■ WHAT THE TASK REQUIRES ■
Could you recast all of the material below as a Markdown table with the columns "No." and "Line", giving each line its own numbered row, skipping blank lines and leaving the pictures out?

____ WORKING DATA

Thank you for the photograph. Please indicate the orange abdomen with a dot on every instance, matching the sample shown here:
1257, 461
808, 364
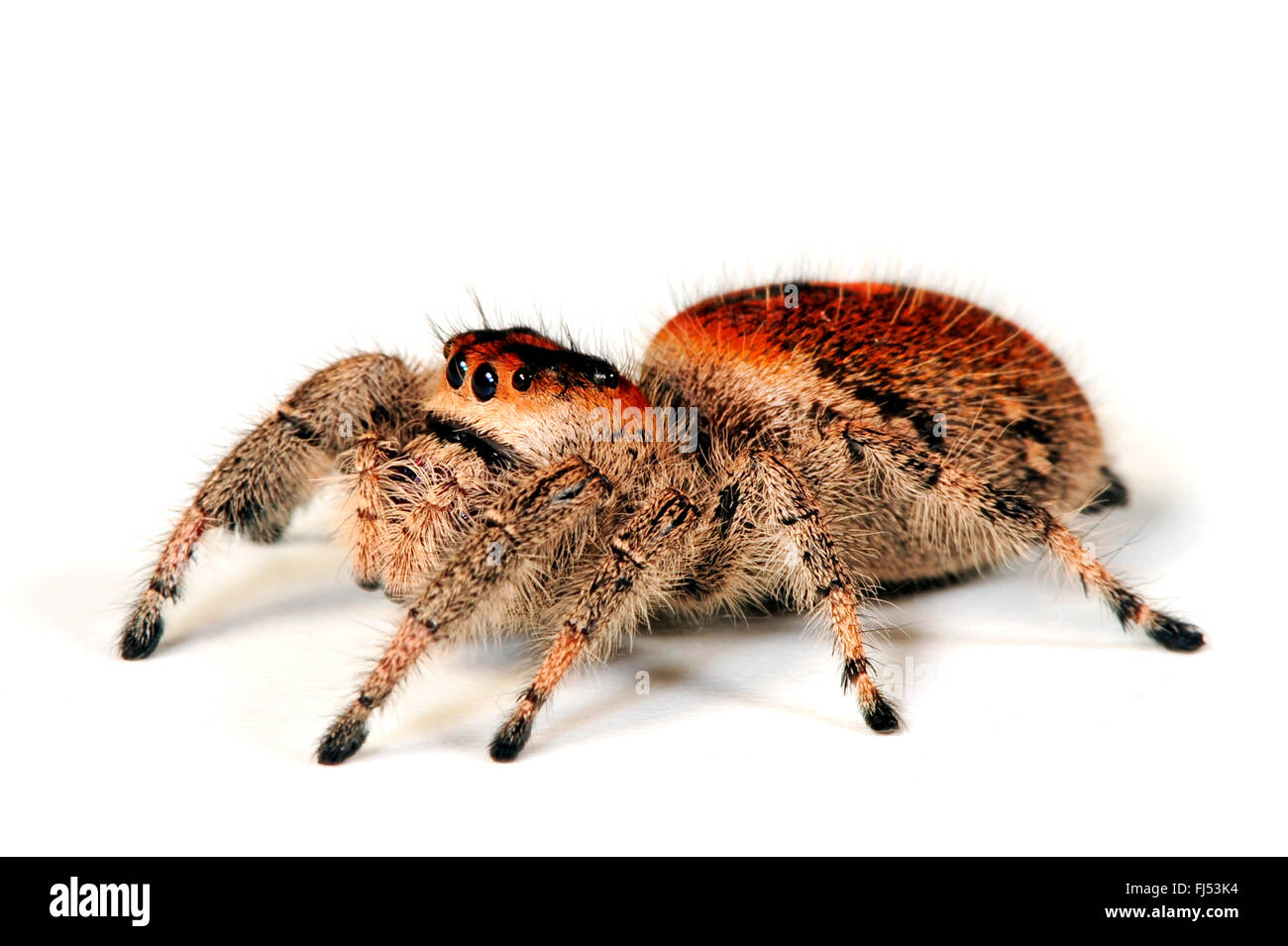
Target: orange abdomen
764, 364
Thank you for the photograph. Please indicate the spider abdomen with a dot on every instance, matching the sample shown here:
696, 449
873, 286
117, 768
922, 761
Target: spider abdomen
772, 366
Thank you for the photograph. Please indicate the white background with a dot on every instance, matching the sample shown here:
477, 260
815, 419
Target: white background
202, 203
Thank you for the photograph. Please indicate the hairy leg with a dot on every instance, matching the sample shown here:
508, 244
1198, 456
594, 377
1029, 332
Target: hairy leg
478, 581
428, 510
257, 486
1012, 520
793, 507
619, 587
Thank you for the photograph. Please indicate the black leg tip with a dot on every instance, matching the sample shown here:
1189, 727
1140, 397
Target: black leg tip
509, 740
1176, 635
881, 717
342, 740
141, 637
1112, 495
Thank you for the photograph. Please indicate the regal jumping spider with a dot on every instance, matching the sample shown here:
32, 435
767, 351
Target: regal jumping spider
851, 438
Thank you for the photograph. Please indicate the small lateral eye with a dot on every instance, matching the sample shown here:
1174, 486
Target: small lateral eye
456, 370
484, 381
604, 374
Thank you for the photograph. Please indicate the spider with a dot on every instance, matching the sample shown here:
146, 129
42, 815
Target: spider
848, 439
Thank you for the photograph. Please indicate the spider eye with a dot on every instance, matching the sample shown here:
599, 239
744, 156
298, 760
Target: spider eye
604, 374
456, 370
484, 381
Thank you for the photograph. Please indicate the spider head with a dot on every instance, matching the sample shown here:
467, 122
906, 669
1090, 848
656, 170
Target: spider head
527, 396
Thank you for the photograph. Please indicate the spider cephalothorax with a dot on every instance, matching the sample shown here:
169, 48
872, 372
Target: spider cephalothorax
849, 438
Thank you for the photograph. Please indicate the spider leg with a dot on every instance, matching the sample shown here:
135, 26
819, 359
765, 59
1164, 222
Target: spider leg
793, 507
1014, 523
425, 508
618, 584
477, 581
256, 488
369, 503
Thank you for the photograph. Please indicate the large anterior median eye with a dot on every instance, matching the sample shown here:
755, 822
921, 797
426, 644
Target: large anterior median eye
456, 370
484, 381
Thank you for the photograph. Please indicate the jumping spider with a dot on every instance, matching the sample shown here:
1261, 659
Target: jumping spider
851, 438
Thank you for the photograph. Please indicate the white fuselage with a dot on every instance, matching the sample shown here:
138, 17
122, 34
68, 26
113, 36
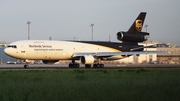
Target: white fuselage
51, 50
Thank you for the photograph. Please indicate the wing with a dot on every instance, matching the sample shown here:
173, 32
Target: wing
110, 54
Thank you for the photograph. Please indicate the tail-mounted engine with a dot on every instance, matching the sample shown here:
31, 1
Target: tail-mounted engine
132, 37
87, 59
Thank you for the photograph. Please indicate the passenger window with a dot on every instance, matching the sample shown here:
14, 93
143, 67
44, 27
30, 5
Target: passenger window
12, 46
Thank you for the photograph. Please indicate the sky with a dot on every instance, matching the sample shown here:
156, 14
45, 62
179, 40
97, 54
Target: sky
71, 19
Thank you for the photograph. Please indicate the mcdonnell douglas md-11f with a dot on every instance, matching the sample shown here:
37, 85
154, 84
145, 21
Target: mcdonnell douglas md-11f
88, 52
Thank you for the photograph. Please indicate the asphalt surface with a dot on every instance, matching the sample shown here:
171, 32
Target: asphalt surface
65, 66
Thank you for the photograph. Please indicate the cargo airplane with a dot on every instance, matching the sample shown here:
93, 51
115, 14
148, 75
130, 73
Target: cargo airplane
88, 52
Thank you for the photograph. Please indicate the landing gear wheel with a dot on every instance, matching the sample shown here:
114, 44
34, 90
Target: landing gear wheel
74, 65
26, 66
88, 65
98, 65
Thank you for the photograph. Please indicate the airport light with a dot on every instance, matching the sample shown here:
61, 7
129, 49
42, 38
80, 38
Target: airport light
92, 30
146, 27
28, 23
146, 43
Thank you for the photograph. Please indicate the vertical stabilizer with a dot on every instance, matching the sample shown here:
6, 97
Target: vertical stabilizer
138, 23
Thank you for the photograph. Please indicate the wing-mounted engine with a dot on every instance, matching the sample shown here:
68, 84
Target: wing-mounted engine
49, 61
132, 37
87, 59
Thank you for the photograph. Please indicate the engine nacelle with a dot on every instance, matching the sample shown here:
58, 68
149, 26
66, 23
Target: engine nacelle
87, 59
49, 61
132, 37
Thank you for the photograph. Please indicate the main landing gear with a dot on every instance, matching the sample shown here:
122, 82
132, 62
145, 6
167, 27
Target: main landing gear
26, 65
96, 65
74, 65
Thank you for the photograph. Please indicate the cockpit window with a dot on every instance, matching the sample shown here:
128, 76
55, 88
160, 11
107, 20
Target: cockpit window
12, 46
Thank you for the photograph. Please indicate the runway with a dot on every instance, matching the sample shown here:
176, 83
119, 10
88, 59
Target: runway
107, 66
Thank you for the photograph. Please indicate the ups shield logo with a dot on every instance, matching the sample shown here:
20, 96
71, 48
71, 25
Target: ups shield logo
139, 25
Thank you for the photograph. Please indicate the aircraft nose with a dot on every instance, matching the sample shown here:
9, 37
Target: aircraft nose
7, 51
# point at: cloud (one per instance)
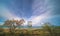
(41, 11)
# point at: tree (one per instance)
(20, 22)
(48, 27)
(29, 24)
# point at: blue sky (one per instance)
(37, 11)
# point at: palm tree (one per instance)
(48, 27)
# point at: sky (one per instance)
(37, 11)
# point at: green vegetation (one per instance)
(46, 30)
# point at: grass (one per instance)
(26, 32)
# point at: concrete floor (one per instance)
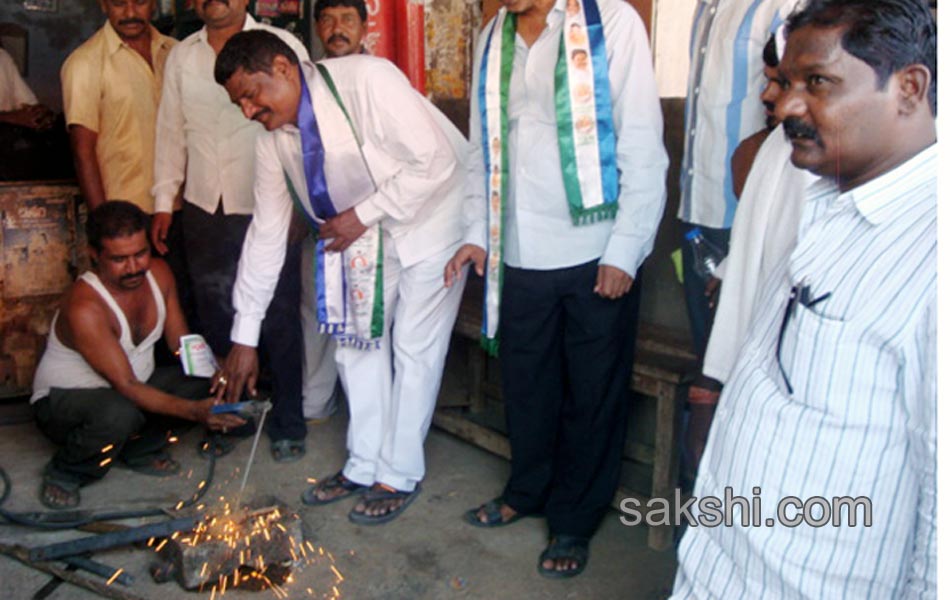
(429, 552)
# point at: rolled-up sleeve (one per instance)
(170, 144)
(641, 156)
(265, 245)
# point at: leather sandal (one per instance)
(331, 484)
(569, 547)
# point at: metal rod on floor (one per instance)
(111, 540)
(97, 568)
(23, 555)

________

■ COMPLETE OUTPUT ■
| No. | Line |
|---|---|
| 1 | Thank you for the photograph. Please indicate the orange abdomen with a dot on every instance, matching the sample shown here: |
| 2 | 1257, 461 |
| 3 | 808, 364 |
| 4 | Target: orange abdomen |
| 5 | 764, 364 |
| 6 | Thank you for the photograph. Please indicate the spider abdomen with a dot on every instance, matching the sample shown here: |
| 7 | 696, 449 |
| 8 | 873, 286 |
| 9 | 117, 768 |
| 10 | 922, 761 |
| 11 | Target: spider abdomen |
| 12 | 772, 366 |
| 13 | Thank you for the photograph. Please indicate the white background with a dot on every instance, matching the sample shown here: |
| 14 | 477, 260 |
| 15 | 815, 419 |
| 16 | Target: white background |
| 17 | 202, 203 |
| 18 | Thank you for the photograph. Please indicate the hairy leg with a dot on every instance, matching the sample shown here: |
| 19 | 508, 244 |
| 20 | 1198, 456 |
| 21 | 594, 377 |
| 22 | 1029, 332 |
| 23 | Target: hairy leg |
| 24 | 478, 581 |
| 25 | 428, 510 |
| 26 | 257, 486 |
| 27 | 1012, 520 |
| 28 | 793, 507 |
| 29 | 619, 587 |
| 30 | Thank you for the photograph. Please indicate the black leg tip with a dot on every instance, matching the sample shown here: |
| 31 | 1189, 727 |
| 32 | 1140, 397 |
| 33 | Target: black leg tip |
| 34 | 509, 740 |
| 35 | 1176, 635 |
| 36 | 881, 717 |
| 37 | 342, 740 |
| 38 | 141, 637 |
| 39 | 1112, 495 |
| 40 | Thank you for the photograph. Please indicate the regal jumping spider with a dot on every instance, matching the sample shown here: |
| 41 | 32, 435 |
| 42 | 767, 351 |
| 43 | Target: regal jumping spider |
| 44 | 851, 438 |
| 45 | Thank you for the photograph. Please indicate the small lateral eye with a dot on every instance, matching the sample shown here: |
| 46 | 1174, 486 |
| 47 | Target: small lateral eye |
| 48 | 456, 370 |
| 49 | 484, 381 |
| 50 | 604, 374 |
| 51 | Thank you for the photograph. Please indicate the spider with a dot on every instance, matching the sample shown here: |
| 52 | 146, 129 |
| 53 | 42, 815 |
| 54 | Target: spider |
| 55 | 848, 439 |
| 56 | Thank you for the photograph. Please indicate the spider eye with a dot on every instance, matching the sample shown here: |
| 57 | 599, 239 |
| 58 | 744, 156 |
| 59 | 298, 760 |
| 60 | Target: spider eye |
| 61 | 604, 374 |
| 62 | 456, 370 |
| 63 | 484, 381 |
| 64 | Thank you for the photograph. Please indicate the spider head with a dot on every instance, matching the sample shown here: |
| 65 | 467, 122 |
| 66 | 906, 669 |
| 67 | 1090, 848 |
| 68 | 656, 170 |
| 69 | Target: spider head |
| 70 | 527, 396 |
| 71 | Thank you for the photograph. Please indicate the spider cephalothorax with a dot on every instance, matching the sample shown here: |
| 72 | 169, 48 |
| 73 | 872, 372 |
| 74 | Target: spider cephalothorax |
| 75 | 849, 438 |
| 76 | Thank you for the photograph. Please indicate the spider leg with a dot on every instance, matching the sample shown here: |
| 77 | 135, 26 |
| 78 | 819, 359 |
| 79 | 765, 59 |
| 80 | 1164, 222 |
| 81 | Target: spider leg |
| 82 | 793, 507 |
| 83 | 1014, 523 |
| 84 | 425, 508 |
| 85 | 618, 584 |
| 86 | 477, 581 |
| 87 | 256, 488 |
| 88 | 369, 503 |
| 89 | Thank you for the photograph. Please indicate the large anterior median eye with a dot on every instance, matching the sample shown here: |
| 90 | 755, 822 |
| 91 | 921, 797 |
| 92 | 426, 644 |
| 93 | Target: large anterior median eye |
| 94 | 456, 370 |
| 95 | 484, 381 |
| 96 | Thank you for the photograph. Please indicate the jumping spider with a dot on every instance, matching the sample shown here: |
| 97 | 1261, 659 |
| 98 | Target: jumping spider |
| 99 | 851, 438 |
| 100 | Thank you for the photograph. Please indicate the white fuselage with a dot on every instance, matching the sample shown here: |
| 101 | 138, 17 |
| 102 | 122, 34 |
| 103 | 68, 26 |
| 104 | 113, 36 |
| 105 | Target: white fuselage |
| 106 | 51, 50 |
| 107 | Thank you for the photograph. Please indicate the wing with a dot on every instance, matching the sample shown here: |
| 108 | 173, 32 |
| 109 | Target: wing |
| 110 | 110, 54 |
| 111 | Thank you for the photograph. Please indicate the tail-mounted engine with a dot on every instance, matching the sample shown here: |
| 112 | 31, 1 |
| 113 | Target: tail-mounted engine |
| 114 | 132, 37 |
| 115 | 87, 59 |
| 116 | Thank you for the photograph. Please indicate the passenger window with a dot on every instance, matching the sample shown here: |
| 117 | 14, 93 |
| 118 | 143, 67 |
| 119 | 44, 27 |
| 120 | 30, 5 |
| 121 | Target: passenger window |
| 122 | 12, 46 |
| 123 | Thank you for the photograph. Please indicate the sky with a dot on every instance, matching the sample shown here: |
| 124 | 156, 14 |
| 125 | 45, 62 |
| 126 | 179, 40 |
| 127 | 97, 54 |
| 128 | Target: sky |
| 129 | 71, 19 |
| 130 | Thank you for the photograph. Please indicate the mcdonnell douglas md-11f with a dot on every instance, matching the sample shown here: |
| 131 | 37, 85 |
| 132 | 154, 84 |
| 133 | 145, 21 |
| 134 | Target: mcdonnell douglas md-11f |
| 135 | 88, 52 |
| 136 | Thank you for the photograph. Please indicate the asphalt surface with a dot on every instance, matching the sample shown here: |
| 137 | 171, 32 |
| 138 | Target: asphalt surface |
| 139 | 65, 66 |
| 140 | Thank you for the photograph. Please indicate the cargo airplane with a dot on every instance, matching the sample shown here: |
| 141 | 93, 51 |
| 142 | 115, 14 |
| 143 | 148, 75 |
| 144 | 130, 73 |
| 145 | Target: cargo airplane |
| 146 | 88, 52 |
| 147 | Thank you for the photograph. Please indicate the landing gear wheel with a dot on every instance, matching the sample shown here: |
| 148 | 114, 44 |
| 149 | 34, 90 |
| 150 | Target: landing gear wheel |
| 151 | 74, 65 |
| 152 | 26, 66 |
| 153 | 88, 65 |
| 154 | 98, 65 |
| 155 | Thank you for the photograph. Please indicate the airport light with a dot on every instance, matching the sample shown here: |
| 156 | 61, 7 |
| 157 | 129, 49 |
| 158 | 42, 38 |
| 159 | 80, 38 |
| 160 | Target: airport light |
| 161 | 92, 30 |
| 162 | 146, 27 |
| 163 | 28, 23 |
| 164 | 146, 43 |
| 165 | Thank you for the photograph. Please indicate the vertical stabilizer with a dot on every instance, matching the sample shown here: |
| 166 | 6, 97 |
| 167 | Target: vertical stabilizer |
| 168 | 138, 23 |
| 169 | Thank you for the photograph. Please indicate the wing-mounted engine with a dot on every instance, matching the sample shown here: |
| 170 | 68, 84 |
| 171 | Target: wing-mounted engine |
| 172 | 49, 61 |
| 173 | 132, 37 |
| 174 | 87, 59 |
| 175 | Thank you for the photograph. Please indicate the engine nacelle with a dot on every instance, matching the sample shown here: |
| 176 | 58, 68 |
| 177 | 149, 26 |
| 178 | 66, 23 |
| 179 | Target: engine nacelle |
| 180 | 87, 59 |
| 181 | 49, 61 |
| 182 | 132, 37 |
| 183 | Thank you for the photograph. Please indicate the main landing gear with a dot on every instance, matching the sample shown here: |
| 184 | 122, 82 |
| 185 | 132, 62 |
| 186 | 145, 6 |
| 187 | 167, 27 |
| 188 | Target: main landing gear |
| 189 | 26, 65 |
| 190 | 96, 65 |
| 191 | 74, 65 |
| 192 | Thank you for the photograph. Please indicate the cockpit window with a dot on every instance, matching the sample shown here: |
| 193 | 128, 76 |
| 194 | 55, 88 |
| 195 | 160, 11 |
| 196 | 107, 20 |
| 197 | Target: cockpit window |
| 198 | 12, 46 |
| 199 | Thank you for the photograph. Please indicate the runway with a dot on every instance, matching the sample shown here: |
| 200 | 176, 83 |
| 201 | 119, 10 |
| 202 | 88, 59 |
| 203 | Target: runway |
| 204 | 107, 66 |
| 205 | Thank you for the photograph. Please indicate the ups shield logo with a dot on every instance, matching the sample shown here: |
| 206 | 20, 96 |
| 207 | 71, 48 |
| 208 | 71, 25 |
| 209 | Target: ups shield logo |
| 210 | 139, 25 |
| 211 | Thank you for the photograph. Please indicate the aircraft nose with a dot on every instance, matching the sample shown here: |
| 212 | 9, 37 |
| 213 | Target: aircraft nose |
| 214 | 7, 51 |
| 215 | # point at: cloud (one per instance) |
| 216 | (41, 11) |
| 217 | # point at: tree (one per instance) |
| 218 | (20, 22) |
| 219 | (48, 27) |
| 220 | (29, 24) |
| 221 | # point at: blue sky (one per instance) |
| 222 | (37, 11) |
| 223 | # point at: palm tree (one per instance) |
| 224 | (48, 27) |
| 225 | # point at: sky (one per instance) |
| 226 | (37, 11) |
| 227 | # point at: green vegetation (one per instance) |
| 228 | (46, 30) |
| 229 | # point at: grass (one per instance) |
| 230 | (26, 32) |
| 231 | # point at: concrete floor (one per instance) |
| 232 | (429, 552) |
| 233 | # point at: rolled-up sleeve (one per instance) |
| 234 | (170, 144) |
| 235 | (641, 156) |
| 236 | (265, 245) |
| 237 | # point at: leather sandal (one per instance) |
| 238 | (331, 484) |
| 239 | (569, 547) |
| 240 | # point at: metal rod on floor (one per instance) |
| 241 | (111, 540) |
| 242 | (97, 568) |
| 243 | (23, 555) |